● **Provided data**
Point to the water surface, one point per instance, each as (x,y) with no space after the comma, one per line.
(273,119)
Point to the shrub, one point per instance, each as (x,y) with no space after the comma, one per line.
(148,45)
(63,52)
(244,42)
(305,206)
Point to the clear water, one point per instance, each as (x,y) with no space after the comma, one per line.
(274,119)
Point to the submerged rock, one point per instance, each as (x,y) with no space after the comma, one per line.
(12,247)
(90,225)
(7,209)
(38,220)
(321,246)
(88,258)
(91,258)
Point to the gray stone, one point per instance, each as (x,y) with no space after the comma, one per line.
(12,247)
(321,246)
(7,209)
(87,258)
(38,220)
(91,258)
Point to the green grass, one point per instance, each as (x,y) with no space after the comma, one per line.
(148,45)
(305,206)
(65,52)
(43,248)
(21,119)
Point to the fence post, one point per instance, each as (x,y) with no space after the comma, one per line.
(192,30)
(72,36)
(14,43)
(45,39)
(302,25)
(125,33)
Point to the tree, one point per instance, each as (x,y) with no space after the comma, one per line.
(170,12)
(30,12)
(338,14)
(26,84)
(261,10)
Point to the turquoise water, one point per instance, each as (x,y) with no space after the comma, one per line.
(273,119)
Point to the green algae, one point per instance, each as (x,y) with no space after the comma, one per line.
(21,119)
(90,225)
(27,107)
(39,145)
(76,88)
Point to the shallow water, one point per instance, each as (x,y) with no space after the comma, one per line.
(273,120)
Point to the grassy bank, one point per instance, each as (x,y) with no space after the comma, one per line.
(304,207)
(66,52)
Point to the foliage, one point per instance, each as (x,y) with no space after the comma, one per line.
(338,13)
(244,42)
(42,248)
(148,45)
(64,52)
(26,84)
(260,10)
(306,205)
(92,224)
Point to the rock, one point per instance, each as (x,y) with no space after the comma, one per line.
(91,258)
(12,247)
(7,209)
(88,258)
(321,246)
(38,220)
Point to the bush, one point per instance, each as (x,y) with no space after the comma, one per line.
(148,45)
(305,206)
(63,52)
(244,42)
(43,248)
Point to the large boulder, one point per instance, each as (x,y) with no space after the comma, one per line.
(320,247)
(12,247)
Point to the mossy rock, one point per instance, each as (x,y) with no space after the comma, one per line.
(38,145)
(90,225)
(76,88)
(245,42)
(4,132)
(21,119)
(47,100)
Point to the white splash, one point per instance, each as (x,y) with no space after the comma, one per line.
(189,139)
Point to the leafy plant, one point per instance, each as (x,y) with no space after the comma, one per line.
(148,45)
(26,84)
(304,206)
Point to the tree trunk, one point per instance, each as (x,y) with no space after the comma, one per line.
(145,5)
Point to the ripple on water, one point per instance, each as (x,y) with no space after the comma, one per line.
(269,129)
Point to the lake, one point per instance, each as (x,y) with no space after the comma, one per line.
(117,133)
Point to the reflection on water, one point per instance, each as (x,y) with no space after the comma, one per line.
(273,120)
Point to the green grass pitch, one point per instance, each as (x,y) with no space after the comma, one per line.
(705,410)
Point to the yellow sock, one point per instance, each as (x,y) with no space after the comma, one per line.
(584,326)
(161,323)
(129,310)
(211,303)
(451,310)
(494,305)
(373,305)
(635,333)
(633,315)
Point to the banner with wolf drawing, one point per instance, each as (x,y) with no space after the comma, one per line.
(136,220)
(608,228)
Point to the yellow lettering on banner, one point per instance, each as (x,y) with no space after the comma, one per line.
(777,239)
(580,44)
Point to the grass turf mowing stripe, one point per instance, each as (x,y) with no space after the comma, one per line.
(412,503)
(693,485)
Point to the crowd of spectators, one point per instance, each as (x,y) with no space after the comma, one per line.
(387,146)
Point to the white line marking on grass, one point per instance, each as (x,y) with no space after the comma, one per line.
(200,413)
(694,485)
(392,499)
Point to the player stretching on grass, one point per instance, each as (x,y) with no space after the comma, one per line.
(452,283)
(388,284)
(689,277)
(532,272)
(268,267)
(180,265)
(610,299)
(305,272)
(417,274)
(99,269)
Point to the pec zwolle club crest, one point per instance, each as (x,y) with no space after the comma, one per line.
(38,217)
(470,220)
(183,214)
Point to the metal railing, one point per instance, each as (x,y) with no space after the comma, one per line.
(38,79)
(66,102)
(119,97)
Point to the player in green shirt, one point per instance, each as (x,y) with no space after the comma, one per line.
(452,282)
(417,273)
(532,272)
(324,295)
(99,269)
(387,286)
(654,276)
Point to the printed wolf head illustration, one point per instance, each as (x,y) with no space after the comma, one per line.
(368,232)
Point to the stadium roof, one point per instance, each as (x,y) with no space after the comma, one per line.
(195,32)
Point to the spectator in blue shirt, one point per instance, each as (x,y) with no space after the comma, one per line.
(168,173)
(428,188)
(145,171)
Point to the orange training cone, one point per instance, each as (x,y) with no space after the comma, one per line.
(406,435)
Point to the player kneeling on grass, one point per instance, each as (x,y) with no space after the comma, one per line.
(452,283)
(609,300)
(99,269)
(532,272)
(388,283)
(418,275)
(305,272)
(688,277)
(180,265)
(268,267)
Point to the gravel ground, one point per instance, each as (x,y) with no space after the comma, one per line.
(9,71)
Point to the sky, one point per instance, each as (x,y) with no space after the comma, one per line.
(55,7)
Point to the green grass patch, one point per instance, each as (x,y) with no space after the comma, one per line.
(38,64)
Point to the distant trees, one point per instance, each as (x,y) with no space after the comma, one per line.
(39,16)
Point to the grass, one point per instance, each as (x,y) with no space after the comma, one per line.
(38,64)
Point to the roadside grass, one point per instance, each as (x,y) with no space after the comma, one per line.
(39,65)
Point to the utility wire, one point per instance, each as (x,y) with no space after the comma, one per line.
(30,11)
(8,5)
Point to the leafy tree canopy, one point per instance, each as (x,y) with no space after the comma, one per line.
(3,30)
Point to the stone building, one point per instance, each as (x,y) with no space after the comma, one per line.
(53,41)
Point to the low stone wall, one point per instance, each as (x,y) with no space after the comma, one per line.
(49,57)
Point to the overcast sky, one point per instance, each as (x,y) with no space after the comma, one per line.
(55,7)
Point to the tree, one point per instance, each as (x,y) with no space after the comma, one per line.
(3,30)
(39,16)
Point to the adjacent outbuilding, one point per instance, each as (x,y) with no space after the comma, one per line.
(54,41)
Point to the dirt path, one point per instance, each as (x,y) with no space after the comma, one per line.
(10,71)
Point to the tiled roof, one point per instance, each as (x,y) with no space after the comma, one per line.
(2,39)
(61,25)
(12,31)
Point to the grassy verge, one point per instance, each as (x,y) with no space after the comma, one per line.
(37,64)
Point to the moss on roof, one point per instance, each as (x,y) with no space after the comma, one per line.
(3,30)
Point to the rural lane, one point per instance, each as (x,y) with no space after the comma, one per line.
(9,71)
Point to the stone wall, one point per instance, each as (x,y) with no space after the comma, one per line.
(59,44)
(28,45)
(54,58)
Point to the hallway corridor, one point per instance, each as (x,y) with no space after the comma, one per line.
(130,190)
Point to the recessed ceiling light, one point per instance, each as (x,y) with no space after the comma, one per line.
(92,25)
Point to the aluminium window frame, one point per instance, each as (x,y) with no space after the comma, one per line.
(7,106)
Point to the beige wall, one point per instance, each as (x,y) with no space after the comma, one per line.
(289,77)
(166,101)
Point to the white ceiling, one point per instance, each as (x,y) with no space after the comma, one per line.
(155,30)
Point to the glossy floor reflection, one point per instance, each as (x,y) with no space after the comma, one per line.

...

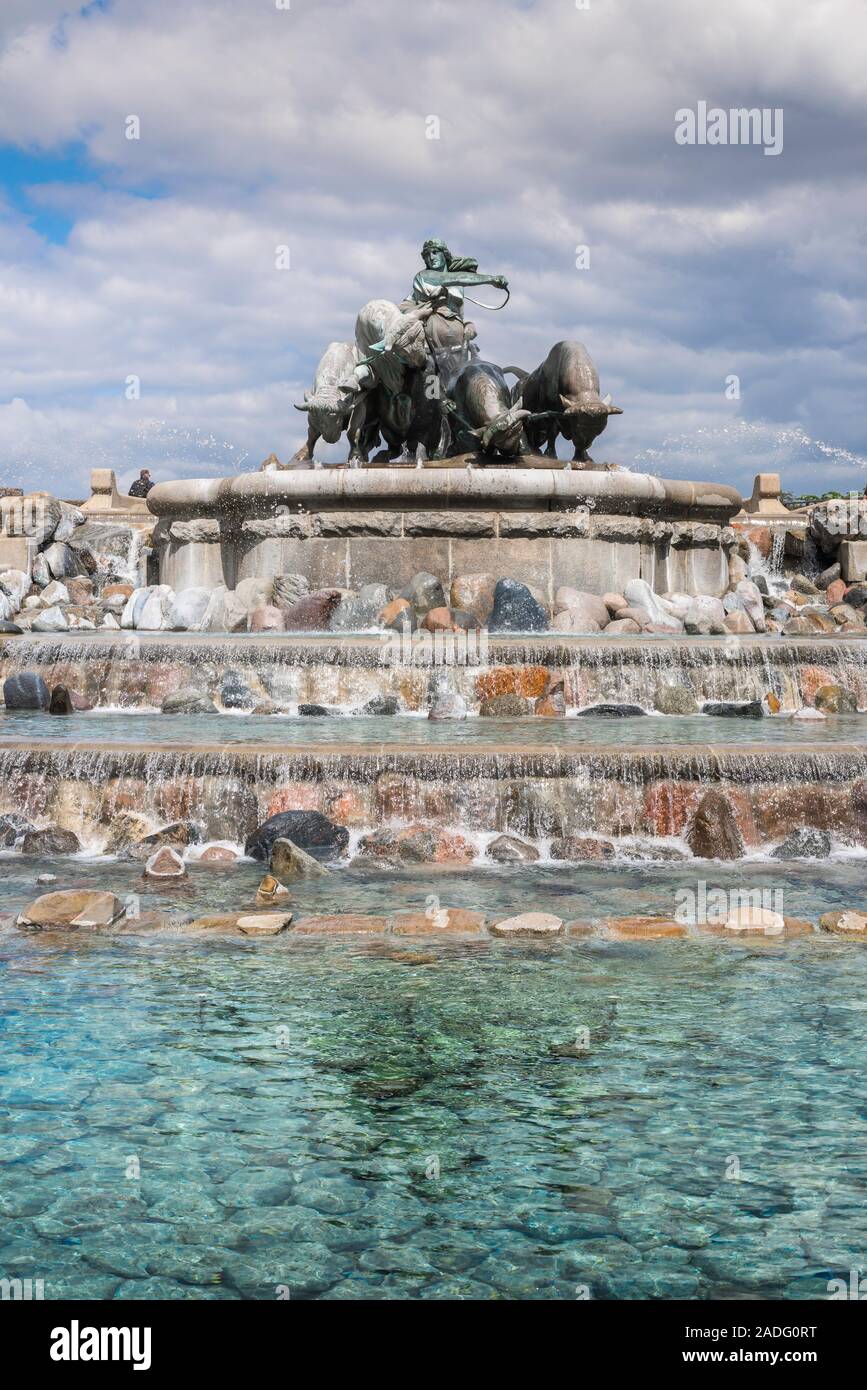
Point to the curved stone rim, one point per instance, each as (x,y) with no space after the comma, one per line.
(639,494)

--

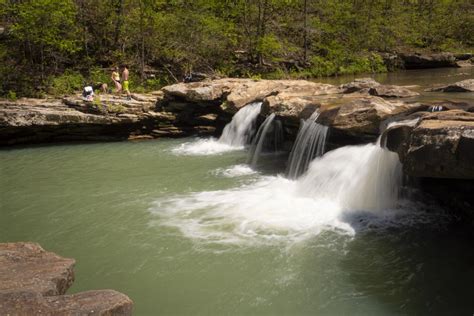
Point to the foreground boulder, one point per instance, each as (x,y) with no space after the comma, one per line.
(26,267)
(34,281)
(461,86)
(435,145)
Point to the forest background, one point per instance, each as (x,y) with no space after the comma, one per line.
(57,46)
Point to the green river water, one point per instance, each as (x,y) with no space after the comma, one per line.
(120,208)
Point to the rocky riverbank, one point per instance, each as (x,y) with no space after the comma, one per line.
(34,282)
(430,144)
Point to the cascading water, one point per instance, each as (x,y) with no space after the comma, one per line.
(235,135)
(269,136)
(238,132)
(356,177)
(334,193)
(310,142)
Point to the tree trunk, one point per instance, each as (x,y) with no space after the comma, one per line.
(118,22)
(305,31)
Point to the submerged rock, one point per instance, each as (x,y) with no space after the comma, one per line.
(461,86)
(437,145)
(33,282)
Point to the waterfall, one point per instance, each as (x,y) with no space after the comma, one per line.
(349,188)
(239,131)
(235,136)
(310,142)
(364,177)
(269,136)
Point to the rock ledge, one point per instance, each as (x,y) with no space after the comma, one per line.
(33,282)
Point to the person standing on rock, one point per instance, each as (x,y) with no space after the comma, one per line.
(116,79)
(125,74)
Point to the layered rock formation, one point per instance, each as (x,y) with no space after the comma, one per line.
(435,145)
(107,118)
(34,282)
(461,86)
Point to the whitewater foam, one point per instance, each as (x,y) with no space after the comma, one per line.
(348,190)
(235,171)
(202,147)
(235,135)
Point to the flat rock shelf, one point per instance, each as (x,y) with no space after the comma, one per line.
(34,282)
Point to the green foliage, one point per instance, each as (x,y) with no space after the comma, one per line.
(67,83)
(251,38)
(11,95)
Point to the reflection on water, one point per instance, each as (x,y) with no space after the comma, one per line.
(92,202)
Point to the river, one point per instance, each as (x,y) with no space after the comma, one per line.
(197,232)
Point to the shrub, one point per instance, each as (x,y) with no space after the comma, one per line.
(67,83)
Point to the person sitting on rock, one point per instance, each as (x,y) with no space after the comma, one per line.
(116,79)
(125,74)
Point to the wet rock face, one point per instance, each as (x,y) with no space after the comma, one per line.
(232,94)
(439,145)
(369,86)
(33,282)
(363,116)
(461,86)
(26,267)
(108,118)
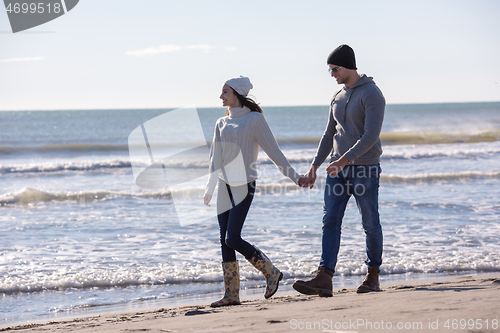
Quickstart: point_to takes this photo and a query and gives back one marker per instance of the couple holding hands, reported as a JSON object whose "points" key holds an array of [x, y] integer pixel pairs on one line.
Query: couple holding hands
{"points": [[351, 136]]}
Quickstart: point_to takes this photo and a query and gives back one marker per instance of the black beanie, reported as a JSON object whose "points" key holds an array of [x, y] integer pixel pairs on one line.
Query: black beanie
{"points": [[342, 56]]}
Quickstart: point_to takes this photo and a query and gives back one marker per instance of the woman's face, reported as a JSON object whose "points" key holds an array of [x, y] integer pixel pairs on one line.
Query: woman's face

● **Exercise description**
From the records above, copy each line where the word "this" can be found.

● **Result below**
Quickstart: point_to takes this photo and a query and gives back one marker per instance of the couple holding hands, reported as a JSON object whose "points" key holds an array of [x, y] integer pixel pairs on one line.
Quickstart: point_to takes this photo and a query and gives back one marker per instance of the black beanie, reported as a JSON object whose "points" key holds an array of [x, y] integer pixel pairs on one line.
Quickstart: point_to takes this photo and a query and gives back one marker per instance of the woman's face, reported as a JSON object whose "points" key holds an array of [x, y] integer pixel pairs on one line.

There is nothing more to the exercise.